As investors we “do the math.”

In observance of National Infertility Awareness Week (NAIW), a little IVF math:

The latest Society for Assisted Reproductive Technology annual report shows 61,740 babies were born from in vitro fertilization procedures performed in 2012. Since the Centers for Disease Control (CDC) reports approximately 4 million births per year, that means that between one and two percent of all births in the United States now occur as a result of IVF.
How many of us were conceived through IVF? That number is a little harder to find.

ESHRE, the European Society of Human Reproduction and Embryology, recently estimated a total of 5 million IVF babies worldwide. Dividing the 61,740 US babies in 2012 by the estimated 350,000 IVF babies born worldwide per year (International Committee for Monitoring Assisted Reproductive Technologies estimate) and applying the resulting 18% to the 5 million figure, there are roughly 900,000 people in the United States who were born from IVF cycles.

Dividing 900,000 by the US Census Bureau 2013 population estimate tells us that approximately one in 348 of us is an IVF person.

This means that:

100 people in the crowd at Fenway Park last night were conceived using IVF.

Every obstetrician in the United States delivered on average three IVF babies last year. (Bureau of Labor Statistics obstetrician numbers)
If we assume that half of the visitors to Times Square each year are US residents, then on any given day there are 305 US tourists conceived by IVF bumping into each other on Broadway between 42nd and 47th Streets.

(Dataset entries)
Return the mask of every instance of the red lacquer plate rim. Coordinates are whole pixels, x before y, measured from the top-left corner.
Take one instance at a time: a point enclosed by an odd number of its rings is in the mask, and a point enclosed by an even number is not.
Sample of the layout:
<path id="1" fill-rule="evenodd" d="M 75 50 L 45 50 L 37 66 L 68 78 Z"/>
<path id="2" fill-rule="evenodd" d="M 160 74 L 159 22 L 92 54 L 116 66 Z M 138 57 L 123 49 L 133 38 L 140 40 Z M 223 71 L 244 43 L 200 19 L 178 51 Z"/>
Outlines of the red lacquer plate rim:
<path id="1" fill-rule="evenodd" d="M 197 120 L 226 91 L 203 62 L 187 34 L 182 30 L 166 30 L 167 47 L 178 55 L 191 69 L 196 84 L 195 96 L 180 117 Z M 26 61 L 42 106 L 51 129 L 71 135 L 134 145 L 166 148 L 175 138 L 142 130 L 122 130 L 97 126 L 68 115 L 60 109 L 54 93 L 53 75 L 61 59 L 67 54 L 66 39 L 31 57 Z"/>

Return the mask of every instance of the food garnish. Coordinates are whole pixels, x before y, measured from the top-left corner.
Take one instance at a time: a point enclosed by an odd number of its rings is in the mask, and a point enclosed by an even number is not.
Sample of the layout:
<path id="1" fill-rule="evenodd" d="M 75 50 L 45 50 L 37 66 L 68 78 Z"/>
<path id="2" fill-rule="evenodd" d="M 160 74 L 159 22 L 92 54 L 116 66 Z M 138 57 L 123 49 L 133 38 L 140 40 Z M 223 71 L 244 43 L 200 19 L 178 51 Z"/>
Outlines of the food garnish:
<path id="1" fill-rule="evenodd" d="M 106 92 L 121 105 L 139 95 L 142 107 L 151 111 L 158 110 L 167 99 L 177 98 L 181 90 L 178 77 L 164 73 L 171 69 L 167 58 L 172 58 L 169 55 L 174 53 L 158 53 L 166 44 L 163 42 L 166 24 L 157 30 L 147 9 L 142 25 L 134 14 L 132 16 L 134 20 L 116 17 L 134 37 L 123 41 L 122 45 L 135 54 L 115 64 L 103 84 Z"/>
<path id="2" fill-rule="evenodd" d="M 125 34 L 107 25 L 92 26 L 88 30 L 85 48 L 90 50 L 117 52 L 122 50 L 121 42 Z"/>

## Complete the following
(a) Per the IVF excerpt, how many babies were born from in vitro fertilization procedures performed in 2012?
(b) Return the part of the IVF excerpt starting with "If we assume" and going on through "and 47th Streets.", copied word for word.
Work only from the IVF excerpt and set the data aside.

## Answers to the exercises
(a) 61,740 babies.

(b)
If we assume that half of the visitors to Times Square each year are US residents, then on any given day there are 305 US tourists conceived by IVF bumping into each other on Broadway between 42nd and 47th Streets.